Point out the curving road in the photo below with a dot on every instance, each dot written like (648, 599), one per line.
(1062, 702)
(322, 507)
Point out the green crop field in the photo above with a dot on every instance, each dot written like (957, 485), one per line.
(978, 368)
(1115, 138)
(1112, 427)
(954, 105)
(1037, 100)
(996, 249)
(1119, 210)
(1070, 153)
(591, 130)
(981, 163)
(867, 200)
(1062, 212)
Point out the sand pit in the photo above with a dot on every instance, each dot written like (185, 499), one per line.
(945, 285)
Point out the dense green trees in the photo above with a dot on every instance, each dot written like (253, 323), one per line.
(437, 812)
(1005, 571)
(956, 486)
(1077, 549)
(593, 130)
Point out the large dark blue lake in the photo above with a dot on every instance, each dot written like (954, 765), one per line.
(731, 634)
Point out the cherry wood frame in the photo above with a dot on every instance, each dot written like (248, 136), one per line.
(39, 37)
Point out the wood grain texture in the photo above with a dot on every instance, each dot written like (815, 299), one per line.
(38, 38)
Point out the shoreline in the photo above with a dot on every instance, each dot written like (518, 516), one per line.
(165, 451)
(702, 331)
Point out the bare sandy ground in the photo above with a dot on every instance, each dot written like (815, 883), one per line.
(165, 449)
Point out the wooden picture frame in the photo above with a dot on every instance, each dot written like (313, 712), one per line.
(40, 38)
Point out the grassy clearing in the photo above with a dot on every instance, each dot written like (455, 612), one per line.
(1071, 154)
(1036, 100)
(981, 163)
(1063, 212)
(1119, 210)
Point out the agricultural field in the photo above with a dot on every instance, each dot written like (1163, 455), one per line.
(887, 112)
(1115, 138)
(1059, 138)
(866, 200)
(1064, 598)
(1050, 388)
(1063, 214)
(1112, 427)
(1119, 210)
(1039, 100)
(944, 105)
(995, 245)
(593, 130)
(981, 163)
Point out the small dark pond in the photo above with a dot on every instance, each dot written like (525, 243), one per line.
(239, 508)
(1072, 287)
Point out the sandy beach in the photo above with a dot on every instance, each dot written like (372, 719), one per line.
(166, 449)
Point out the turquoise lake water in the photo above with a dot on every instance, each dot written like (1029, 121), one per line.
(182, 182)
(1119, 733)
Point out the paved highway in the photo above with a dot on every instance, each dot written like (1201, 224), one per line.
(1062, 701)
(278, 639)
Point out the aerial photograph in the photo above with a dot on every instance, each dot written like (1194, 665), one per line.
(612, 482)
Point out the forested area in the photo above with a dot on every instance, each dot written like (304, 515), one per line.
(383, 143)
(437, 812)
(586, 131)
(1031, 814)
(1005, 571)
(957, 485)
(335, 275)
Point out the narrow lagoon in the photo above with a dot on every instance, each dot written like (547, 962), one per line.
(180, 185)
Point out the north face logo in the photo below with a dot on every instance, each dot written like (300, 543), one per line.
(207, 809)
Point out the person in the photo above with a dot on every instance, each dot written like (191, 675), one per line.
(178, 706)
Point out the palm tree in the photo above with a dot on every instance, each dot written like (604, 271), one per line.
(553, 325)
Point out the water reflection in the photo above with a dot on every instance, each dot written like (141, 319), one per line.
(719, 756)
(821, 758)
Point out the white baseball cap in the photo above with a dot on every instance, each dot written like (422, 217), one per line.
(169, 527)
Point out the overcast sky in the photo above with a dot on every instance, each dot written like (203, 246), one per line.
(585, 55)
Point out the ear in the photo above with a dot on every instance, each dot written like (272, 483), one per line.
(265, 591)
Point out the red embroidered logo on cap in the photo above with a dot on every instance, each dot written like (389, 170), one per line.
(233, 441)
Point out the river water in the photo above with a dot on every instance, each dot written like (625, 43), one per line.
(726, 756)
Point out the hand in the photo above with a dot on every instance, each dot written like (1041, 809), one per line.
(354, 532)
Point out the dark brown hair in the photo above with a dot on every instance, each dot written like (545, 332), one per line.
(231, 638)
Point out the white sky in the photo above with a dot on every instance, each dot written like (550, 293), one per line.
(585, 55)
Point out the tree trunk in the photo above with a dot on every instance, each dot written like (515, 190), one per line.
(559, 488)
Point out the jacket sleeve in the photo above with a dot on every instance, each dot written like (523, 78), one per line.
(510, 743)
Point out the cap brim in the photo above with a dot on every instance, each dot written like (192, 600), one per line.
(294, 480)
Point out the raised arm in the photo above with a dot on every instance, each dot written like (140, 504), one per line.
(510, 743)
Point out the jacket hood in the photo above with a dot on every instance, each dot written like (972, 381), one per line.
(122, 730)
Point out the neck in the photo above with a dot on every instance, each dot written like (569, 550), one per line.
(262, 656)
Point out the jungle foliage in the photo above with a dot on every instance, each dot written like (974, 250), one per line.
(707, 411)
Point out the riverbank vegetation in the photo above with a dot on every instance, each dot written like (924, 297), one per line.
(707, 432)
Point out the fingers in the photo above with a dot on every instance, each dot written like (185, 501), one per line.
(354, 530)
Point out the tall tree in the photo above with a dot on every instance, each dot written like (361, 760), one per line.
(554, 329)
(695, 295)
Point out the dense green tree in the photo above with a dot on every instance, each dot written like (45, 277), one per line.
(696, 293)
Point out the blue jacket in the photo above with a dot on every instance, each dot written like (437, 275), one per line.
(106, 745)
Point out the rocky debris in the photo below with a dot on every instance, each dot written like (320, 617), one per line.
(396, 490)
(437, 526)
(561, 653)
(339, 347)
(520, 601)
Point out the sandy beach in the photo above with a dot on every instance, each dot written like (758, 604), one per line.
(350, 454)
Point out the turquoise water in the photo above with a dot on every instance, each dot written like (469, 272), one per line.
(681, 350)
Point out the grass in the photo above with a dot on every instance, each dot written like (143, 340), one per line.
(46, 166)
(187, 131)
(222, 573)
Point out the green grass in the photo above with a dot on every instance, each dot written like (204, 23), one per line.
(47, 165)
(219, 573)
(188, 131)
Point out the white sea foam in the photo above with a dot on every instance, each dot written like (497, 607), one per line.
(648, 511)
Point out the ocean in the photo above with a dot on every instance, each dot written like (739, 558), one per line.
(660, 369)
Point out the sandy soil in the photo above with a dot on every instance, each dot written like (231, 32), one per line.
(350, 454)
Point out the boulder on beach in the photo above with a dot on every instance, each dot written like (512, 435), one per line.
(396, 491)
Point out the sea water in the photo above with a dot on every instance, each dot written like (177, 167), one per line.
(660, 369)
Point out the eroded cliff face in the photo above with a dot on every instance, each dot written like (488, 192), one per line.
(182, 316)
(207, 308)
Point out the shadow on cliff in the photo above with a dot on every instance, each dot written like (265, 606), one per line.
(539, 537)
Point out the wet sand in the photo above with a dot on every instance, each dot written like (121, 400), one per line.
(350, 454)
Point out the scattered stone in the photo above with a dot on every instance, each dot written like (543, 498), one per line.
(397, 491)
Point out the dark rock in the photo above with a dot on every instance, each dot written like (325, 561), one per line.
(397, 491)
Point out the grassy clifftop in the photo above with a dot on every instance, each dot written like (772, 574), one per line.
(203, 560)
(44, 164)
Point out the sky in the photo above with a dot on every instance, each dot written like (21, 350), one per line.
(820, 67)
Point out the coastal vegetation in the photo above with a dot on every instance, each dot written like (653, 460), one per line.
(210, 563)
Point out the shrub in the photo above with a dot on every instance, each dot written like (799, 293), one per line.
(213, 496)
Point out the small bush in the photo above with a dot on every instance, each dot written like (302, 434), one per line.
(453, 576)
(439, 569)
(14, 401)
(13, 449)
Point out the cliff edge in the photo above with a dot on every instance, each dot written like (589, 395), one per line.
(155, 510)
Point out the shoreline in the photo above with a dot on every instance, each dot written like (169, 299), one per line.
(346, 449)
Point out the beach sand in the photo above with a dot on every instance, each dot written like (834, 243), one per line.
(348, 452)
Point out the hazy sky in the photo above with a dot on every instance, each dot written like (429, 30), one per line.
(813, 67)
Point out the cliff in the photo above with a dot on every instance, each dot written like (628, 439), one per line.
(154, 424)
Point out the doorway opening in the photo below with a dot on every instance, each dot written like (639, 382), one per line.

WHAT THE EXERCISE ASKS: Which lines run from the one containing "(169, 299), one per line." through the end of the material? Output them exactly.

EXERCISE RESPONSE:
Point out the shoreline in the photo above with a dot on every instance, each dot written like (169, 299), one per line.
(346, 449)
Point out the beach sand in the photo above with a dot on every instance, each dot written like (834, 243), one per line.
(348, 452)
Point out the hazy sky in the photo above with a dot on every instance, each dot written like (429, 30), one per line.
(813, 67)
Point out the cliff in the photo above with a dot on every instance, each dot written like (628, 439), one per line.
(154, 424)
Point out the doorway opening in the photo below with a dot on every instance, each dot written like (639, 382), one per line.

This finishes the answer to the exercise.